(Beginning of INPUT RECORDS)
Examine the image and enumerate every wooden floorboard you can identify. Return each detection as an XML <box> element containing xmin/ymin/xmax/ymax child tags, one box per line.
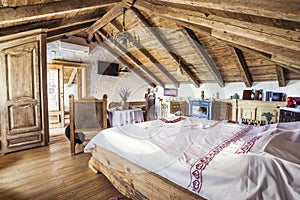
<box><xmin>0</xmin><ymin>134</ymin><xmax>129</xmax><ymax>200</ymax></box>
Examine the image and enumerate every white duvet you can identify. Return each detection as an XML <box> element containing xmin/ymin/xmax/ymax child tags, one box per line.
<box><xmin>84</xmin><ymin>117</ymin><xmax>300</xmax><ymax>200</ymax></box>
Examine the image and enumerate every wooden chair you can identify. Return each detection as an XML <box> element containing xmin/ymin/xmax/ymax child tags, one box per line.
<box><xmin>69</xmin><ymin>94</ymin><xmax>108</xmax><ymax>156</ymax></box>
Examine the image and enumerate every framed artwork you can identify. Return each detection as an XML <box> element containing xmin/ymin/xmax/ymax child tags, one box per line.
<box><xmin>164</xmin><ymin>88</ymin><xmax>178</xmax><ymax>97</ymax></box>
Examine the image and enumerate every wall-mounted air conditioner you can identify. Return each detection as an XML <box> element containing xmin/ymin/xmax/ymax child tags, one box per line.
<box><xmin>58</xmin><ymin>41</ymin><xmax>89</xmax><ymax>54</ymax></box>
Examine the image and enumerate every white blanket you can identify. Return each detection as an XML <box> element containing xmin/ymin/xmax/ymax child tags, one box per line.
<box><xmin>84</xmin><ymin>118</ymin><xmax>300</xmax><ymax>200</ymax></box>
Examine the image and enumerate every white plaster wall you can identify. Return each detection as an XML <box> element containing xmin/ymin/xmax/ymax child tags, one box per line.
<box><xmin>47</xmin><ymin>40</ymin><xmax>151</xmax><ymax>105</ymax></box>
<box><xmin>173</xmin><ymin>80</ymin><xmax>300</xmax><ymax>101</ymax></box>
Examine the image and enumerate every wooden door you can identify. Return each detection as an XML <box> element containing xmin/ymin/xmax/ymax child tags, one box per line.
<box><xmin>47</xmin><ymin>65</ymin><xmax>65</xmax><ymax>128</ymax></box>
<box><xmin>0</xmin><ymin>30</ymin><xmax>48</xmax><ymax>154</ymax></box>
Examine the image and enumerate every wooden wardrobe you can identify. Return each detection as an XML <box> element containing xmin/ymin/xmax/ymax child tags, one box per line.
<box><xmin>0</xmin><ymin>29</ymin><xmax>49</xmax><ymax>154</ymax></box>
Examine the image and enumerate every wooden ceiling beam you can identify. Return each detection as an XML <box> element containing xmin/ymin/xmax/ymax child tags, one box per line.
<box><xmin>183</xmin><ymin>27</ymin><xmax>225</xmax><ymax>87</ymax></box>
<box><xmin>151</xmin><ymin>0</ymin><xmax>300</xmax><ymax>23</ymax></box>
<box><xmin>135</xmin><ymin>0</ymin><xmax>300</xmax><ymax>69</ymax></box>
<box><xmin>0</xmin><ymin>10</ymin><xmax>104</xmax><ymax>37</ymax></box>
<box><xmin>68</xmin><ymin>68</ymin><xmax>78</xmax><ymax>87</ymax></box>
<box><xmin>275</xmin><ymin>65</ymin><xmax>286</xmax><ymax>87</ymax></box>
<box><xmin>211</xmin><ymin>29</ymin><xmax>300</xmax><ymax>70</ymax></box>
<box><xmin>233</xmin><ymin>48</ymin><xmax>252</xmax><ymax>87</ymax></box>
<box><xmin>171</xmin><ymin>15</ymin><xmax>300</xmax><ymax>67</ymax></box>
<box><xmin>97</xmin><ymin>29</ymin><xmax>166</xmax><ymax>87</ymax></box>
<box><xmin>94</xmin><ymin>32</ymin><xmax>154</xmax><ymax>86</ymax></box>
<box><xmin>135</xmin><ymin>0</ymin><xmax>300</xmax><ymax>48</ymax></box>
<box><xmin>0</xmin><ymin>0</ymin><xmax>119</xmax><ymax>29</ymax></box>
<box><xmin>134</xmin><ymin>44</ymin><xmax>180</xmax><ymax>87</ymax></box>
<box><xmin>85</xmin><ymin>3</ymin><xmax>123</xmax><ymax>42</ymax></box>
<box><xmin>130</xmin><ymin>7</ymin><xmax>200</xmax><ymax>88</ymax></box>
<box><xmin>228</xmin><ymin>42</ymin><xmax>300</xmax><ymax>75</ymax></box>
<box><xmin>122</xmin><ymin>0</ymin><xmax>136</xmax><ymax>8</ymax></box>
<box><xmin>110</xmin><ymin>19</ymin><xmax>179</xmax><ymax>87</ymax></box>
<box><xmin>1</xmin><ymin>0</ymin><xmax>64</xmax><ymax>7</ymax></box>
<box><xmin>47</xmin><ymin>22</ymin><xmax>94</xmax><ymax>42</ymax></box>
<box><xmin>280</xmin><ymin>66</ymin><xmax>300</xmax><ymax>75</ymax></box>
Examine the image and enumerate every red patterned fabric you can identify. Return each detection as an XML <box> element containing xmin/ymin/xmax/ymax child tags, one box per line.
(End of INPUT RECORDS)
The whole listing is to be duplicated verbatim, apart from its images.

■ FINISHED TASK
Examine the image and enumerate every wooden floorboard you can identify. Return each detection as an XML <box> element containing xmin/ymin/xmax/ymax child tags, one box per line.
<box><xmin>0</xmin><ymin>134</ymin><xmax>129</xmax><ymax>200</ymax></box>
Examine the image and enumerate every white duvet you can identify. Return each detection as an XML <box> element containing xmin/ymin/xmax/ymax child tags, one box per line.
<box><xmin>84</xmin><ymin>117</ymin><xmax>300</xmax><ymax>200</ymax></box>
Examine the image and enumerate every wooden chair you can identify. Return each detection as an XML <box> element containing xmin/ymin/xmax/ymax child tags, one box per line.
<box><xmin>69</xmin><ymin>94</ymin><xmax>108</xmax><ymax>156</ymax></box>
Examine the image and enumerate every framed artwork you can identify. Return each detection as an XML <box> element containing xmin/ymin/xmax/ymax child tags, one box per line.
<box><xmin>164</xmin><ymin>88</ymin><xmax>178</xmax><ymax>97</ymax></box>
Examine the image and enumerate every wall-mounted air conditioner you can identify. Return each detection as an XML <box> element containing xmin/ymin/xmax/ymax child tags, one box per line.
<box><xmin>58</xmin><ymin>41</ymin><xmax>89</xmax><ymax>54</ymax></box>
Examine the image and enumerate every white blanket you can identify. Return each detection as an XML <box> element containing xmin/ymin/xmax/ymax child tags, one box per line.
<box><xmin>84</xmin><ymin>118</ymin><xmax>300</xmax><ymax>200</ymax></box>
Examine the image and enumerate every white plaster wall you can identify. Return each detection as an XML <box> element containing xmin/ymin/xmax/ymax child tags, one box per line.
<box><xmin>47</xmin><ymin>40</ymin><xmax>151</xmax><ymax>105</ymax></box>
<box><xmin>173</xmin><ymin>80</ymin><xmax>300</xmax><ymax>101</ymax></box>
Examine the image and enumerate every wooden door you can identify. Return each detection as an XML <box> element containing xmin/ymin/xmax/ymax child tags, one box per line.
<box><xmin>47</xmin><ymin>65</ymin><xmax>65</xmax><ymax>128</ymax></box>
<box><xmin>0</xmin><ymin>30</ymin><xmax>48</xmax><ymax>154</ymax></box>
Examine the image and enumerate every wooden wardrobe you can identify. Return each detection as an XML <box> element containing xmin/ymin/xmax/ymax child tags, one box per line.
<box><xmin>0</xmin><ymin>29</ymin><xmax>49</xmax><ymax>154</ymax></box>
Examine the image and enumerate every wooden ceiling beam you can identify. Return each detection as an XML <box> element containing xmin/ymin/xmax/ymax child tags, one box per line.
<box><xmin>183</xmin><ymin>27</ymin><xmax>225</xmax><ymax>87</ymax></box>
<box><xmin>151</xmin><ymin>0</ymin><xmax>300</xmax><ymax>23</ymax></box>
<box><xmin>135</xmin><ymin>0</ymin><xmax>300</xmax><ymax>69</ymax></box>
<box><xmin>0</xmin><ymin>10</ymin><xmax>104</xmax><ymax>37</ymax></box>
<box><xmin>68</xmin><ymin>68</ymin><xmax>78</xmax><ymax>87</ymax></box>
<box><xmin>275</xmin><ymin>65</ymin><xmax>286</xmax><ymax>87</ymax></box>
<box><xmin>211</xmin><ymin>29</ymin><xmax>300</xmax><ymax>70</ymax></box>
<box><xmin>233</xmin><ymin>48</ymin><xmax>252</xmax><ymax>87</ymax></box>
<box><xmin>171</xmin><ymin>15</ymin><xmax>300</xmax><ymax>67</ymax></box>
<box><xmin>97</xmin><ymin>29</ymin><xmax>166</xmax><ymax>87</ymax></box>
<box><xmin>94</xmin><ymin>32</ymin><xmax>154</xmax><ymax>86</ymax></box>
<box><xmin>135</xmin><ymin>0</ymin><xmax>300</xmax><ymax>48</ymax></box>
<box><xmin>0</xmin><ymin>0</ymin><xmax>119</xmax><ymax>29</ymax></box>
<box><xmin>134</xmin><ymin>44</ymin><xmax>180</xmax><ymax>87</ymax></box>
<box><xmin>85</xmin><ymin>3</ymin><xmax>123</xmax><ymax>42</ymax></box>
<box><xmin>130</xmin><ymin>7</ymin><xmax>200</xmax><ymax>88</ymax></box>
<box><xmin>228</xmin><ymin>42</ymin><xmax>300</xmax><ymax>75</ymax></box>
<box><xmin>122</xmin><ymin>0</ymin><xmax>136</xmax><ymax>8</ymax></box>
<box><xmin>110</xmin><ymin>19</ymin><xmax>179</xmax><ymax>87</ymax></box>
<box><xmin>1</xmin><ymin>0</ymin><xmax>64</xmax><ymax>7</ymax></box>
<box><xmin>47</xmin><ymin>22</ymin><xmax>94</xmax><ymax>42</ymax></box>
<box><xmin>280</xmin><ymin>66</ymin><xmax>300</xmax><ymax>75</ymax></box>
Examine the image and enumerate every red patterned fabric you can identify. Return each detection as an XML <box> element containing xmin/ymin/xmax/ymax child tags, one box per line.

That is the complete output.